## BRIEF
Reproduce verbatim the lines from the one containing "370L305 375L324 362L321" through the one containing "positive clicks: (307, 348)", both included.

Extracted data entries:
+++

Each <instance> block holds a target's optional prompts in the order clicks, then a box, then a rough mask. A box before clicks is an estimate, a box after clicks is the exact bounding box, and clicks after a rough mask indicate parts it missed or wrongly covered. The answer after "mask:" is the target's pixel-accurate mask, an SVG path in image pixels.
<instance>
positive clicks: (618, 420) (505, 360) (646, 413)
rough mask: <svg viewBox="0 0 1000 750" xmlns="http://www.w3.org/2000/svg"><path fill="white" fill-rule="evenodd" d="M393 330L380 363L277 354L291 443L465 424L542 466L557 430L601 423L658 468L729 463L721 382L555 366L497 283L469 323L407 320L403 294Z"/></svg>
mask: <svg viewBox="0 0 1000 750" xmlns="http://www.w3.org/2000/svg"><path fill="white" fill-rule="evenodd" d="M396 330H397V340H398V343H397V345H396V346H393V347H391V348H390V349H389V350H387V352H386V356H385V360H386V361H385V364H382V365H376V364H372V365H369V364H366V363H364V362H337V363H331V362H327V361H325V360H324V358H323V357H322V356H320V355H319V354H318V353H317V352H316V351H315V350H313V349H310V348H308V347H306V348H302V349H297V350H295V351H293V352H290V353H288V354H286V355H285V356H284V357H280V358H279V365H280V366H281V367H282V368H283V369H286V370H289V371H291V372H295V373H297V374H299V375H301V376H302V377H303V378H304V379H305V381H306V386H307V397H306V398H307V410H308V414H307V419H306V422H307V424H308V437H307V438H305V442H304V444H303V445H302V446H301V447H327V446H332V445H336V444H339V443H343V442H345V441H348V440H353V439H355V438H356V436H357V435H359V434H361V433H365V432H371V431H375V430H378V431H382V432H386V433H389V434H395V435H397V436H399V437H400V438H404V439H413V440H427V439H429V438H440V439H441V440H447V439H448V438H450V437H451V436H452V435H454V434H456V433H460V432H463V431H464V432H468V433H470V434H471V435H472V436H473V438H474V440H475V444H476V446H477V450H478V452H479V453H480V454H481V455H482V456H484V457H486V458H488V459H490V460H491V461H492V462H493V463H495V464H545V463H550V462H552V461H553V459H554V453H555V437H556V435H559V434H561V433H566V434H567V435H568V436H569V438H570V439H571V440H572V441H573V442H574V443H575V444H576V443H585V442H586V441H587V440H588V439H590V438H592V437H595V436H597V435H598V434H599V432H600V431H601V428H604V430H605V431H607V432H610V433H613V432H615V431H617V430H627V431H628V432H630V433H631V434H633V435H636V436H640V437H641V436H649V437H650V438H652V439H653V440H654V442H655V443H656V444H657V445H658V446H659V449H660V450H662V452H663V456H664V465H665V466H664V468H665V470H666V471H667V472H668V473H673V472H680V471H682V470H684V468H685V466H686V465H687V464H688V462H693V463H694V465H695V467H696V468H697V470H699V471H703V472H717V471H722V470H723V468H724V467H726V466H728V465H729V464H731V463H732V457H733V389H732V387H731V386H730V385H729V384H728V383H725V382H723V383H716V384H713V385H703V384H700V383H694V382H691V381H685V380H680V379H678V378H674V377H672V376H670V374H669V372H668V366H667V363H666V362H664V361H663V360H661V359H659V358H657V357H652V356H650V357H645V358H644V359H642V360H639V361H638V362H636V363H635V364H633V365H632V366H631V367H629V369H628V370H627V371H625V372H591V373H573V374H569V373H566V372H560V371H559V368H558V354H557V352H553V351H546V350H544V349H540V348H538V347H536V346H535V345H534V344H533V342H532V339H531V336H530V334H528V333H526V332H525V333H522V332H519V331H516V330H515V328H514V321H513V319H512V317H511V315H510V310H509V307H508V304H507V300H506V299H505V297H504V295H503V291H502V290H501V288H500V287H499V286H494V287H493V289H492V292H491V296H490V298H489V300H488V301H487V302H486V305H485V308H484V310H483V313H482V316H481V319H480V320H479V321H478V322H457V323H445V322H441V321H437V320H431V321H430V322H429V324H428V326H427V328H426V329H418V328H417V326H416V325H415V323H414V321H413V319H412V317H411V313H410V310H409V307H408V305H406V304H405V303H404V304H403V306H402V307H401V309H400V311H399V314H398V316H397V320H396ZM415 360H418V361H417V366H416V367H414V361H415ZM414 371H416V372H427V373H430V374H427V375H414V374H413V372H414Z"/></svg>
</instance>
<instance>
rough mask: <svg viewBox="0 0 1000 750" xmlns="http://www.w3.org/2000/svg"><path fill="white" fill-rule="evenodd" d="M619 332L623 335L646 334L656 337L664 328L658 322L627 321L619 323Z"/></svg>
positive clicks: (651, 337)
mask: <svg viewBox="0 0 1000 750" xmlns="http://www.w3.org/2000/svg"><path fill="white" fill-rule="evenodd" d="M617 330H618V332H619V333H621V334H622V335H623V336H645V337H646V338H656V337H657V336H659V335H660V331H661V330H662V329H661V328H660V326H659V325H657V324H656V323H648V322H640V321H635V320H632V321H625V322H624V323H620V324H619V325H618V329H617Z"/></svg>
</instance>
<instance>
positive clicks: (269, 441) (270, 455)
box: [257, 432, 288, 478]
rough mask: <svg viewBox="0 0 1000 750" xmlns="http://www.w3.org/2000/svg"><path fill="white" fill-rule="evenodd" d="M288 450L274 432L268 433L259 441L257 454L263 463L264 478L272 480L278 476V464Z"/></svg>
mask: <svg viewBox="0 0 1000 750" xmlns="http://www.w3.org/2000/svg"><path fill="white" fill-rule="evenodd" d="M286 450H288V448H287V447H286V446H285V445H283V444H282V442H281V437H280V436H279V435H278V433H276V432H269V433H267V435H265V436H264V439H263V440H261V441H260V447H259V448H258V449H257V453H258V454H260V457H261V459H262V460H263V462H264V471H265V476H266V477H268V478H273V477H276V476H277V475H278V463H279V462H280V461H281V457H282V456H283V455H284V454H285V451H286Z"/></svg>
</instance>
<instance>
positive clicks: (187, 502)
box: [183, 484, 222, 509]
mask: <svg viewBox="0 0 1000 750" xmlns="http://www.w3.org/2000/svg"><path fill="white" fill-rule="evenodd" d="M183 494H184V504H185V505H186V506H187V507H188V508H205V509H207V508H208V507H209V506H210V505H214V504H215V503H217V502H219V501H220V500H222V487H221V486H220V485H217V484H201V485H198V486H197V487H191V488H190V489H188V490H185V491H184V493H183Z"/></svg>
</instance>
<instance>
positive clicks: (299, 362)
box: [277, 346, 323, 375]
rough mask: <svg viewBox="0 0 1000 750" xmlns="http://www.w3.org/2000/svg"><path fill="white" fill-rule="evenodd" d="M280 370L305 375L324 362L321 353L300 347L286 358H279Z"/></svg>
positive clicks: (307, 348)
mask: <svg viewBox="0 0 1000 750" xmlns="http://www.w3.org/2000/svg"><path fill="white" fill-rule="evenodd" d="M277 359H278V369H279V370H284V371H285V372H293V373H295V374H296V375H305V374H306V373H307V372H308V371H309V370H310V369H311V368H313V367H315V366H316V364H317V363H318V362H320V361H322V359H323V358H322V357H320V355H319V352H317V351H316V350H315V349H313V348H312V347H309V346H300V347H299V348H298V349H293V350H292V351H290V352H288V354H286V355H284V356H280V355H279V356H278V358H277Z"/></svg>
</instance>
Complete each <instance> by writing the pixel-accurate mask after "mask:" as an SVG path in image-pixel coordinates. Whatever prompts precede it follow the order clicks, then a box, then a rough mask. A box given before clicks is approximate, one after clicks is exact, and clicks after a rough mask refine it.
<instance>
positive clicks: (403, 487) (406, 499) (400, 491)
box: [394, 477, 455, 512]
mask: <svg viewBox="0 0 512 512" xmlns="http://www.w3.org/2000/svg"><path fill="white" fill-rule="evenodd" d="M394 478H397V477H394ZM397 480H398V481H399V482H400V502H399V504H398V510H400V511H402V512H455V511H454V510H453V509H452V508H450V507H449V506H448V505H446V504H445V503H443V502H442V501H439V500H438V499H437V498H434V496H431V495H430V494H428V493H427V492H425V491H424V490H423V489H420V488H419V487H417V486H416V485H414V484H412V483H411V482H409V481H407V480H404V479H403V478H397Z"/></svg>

+++

## RESPONSE BELOW
rough mask: <svg viewBox="0 0 1000 750" xmlns="http://www.w3.org/2000/svg"><path fill="white" fill-rule="evenodd" d="M280 370L305 375L324 362L321 353L300 347L286 358H279Z"/></svg>
positive clicks: (307, 348)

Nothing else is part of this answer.